**Objective**
Set out every line of the records below as a numbered list, dropping any blank lines and leaving out the pictures.

**Items**
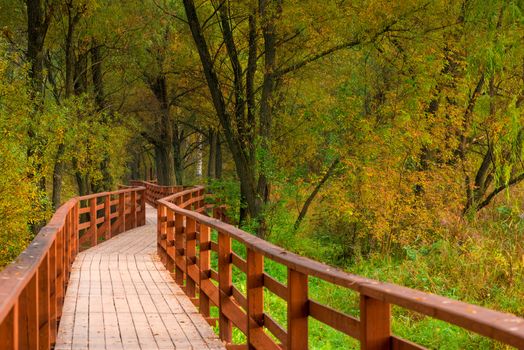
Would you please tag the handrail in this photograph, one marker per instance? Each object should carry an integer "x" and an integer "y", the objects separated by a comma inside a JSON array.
[
  {"x": 32, "y": 288},
  {"x": 183, "y": 225}
]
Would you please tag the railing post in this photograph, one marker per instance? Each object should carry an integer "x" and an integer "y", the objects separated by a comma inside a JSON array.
[
  {"x": 179, "y": 248},
  {"x": 170, "y": 238},
  {"x": 92, "y": 217},
  {"x": 202, "y": 202},
  {"x": 375, "y": 324},
  {"x": 224, "y": 284},
  {"x": 121, "y": 212},
  {"x": 44, "y": 320},
  {"x": 190, "y": 255},
  {"x": 59, "y": 261},
  {"x": 107, "y": 216},
  {"x": 53, "y": 297},
  {"x": 297, "y": 310},
  {"x": 133, "y": 208},
  {"x": 255, "y": 296},
  {"x": 142, "y": 207},
  {"x": 204, "y": 267},
  {"x": 9, "y": 330},
  {"x": 76, "y": 222},
  {"x": 28, "y": 315}
]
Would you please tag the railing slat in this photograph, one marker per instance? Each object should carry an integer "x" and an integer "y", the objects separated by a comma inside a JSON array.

**The output**
1. Would you please tag the handrail in this photograph, one marker per instance? Each object should carry an integer "x" and an integer "y", the objects separated by a comma inside a JSON array.
2. [
3.   {"x": 32, "y": 288},
4.   {"x": 183, "y": 225}
5. ]
6. Would you please tag the railing post in this photograph, one marker per instance? Each object should carry an integer "x" and an integer "y", the objects separated by a comma inside a JSON array.
7. [
8.   {"x": 179, "y": 248},
9.   {"x": 170, "y": 238},
10.   {"x": 92, "y": 217},
11.   {"x": 202, "y": 202},
12.   {"x": 375, "y": 324},
13.   {"x": 224, "y": 284},
14.   {"x": 121, "y": 212},
15.   {"x": 44, "y": 320},
16.   {"x": 190, "y": 255},
17.   {"x": 59, "y": 261},
18.   {"x": 107, "y": 216},
19.   {"x": 53, "y": 297},
20.   {"x": 297, "y": 310},
21.   {"x": 133, "y": 208},
22.   {"x": 255, "y": 296},
23.   {"x": 142, "y": 207},
24.   {"x": 204, "y": 267},
25.   {"x": 9, "y": 330},
26.   {"x": 76, "y": 222},
27.   {"x": 28, "y": 315}
28. ]
29. Would you please tag the railing slat in this photograph, one marker per instance? Each object should carry an integer "x" and an integer "y", the objects separated by a comma inside a JSON array.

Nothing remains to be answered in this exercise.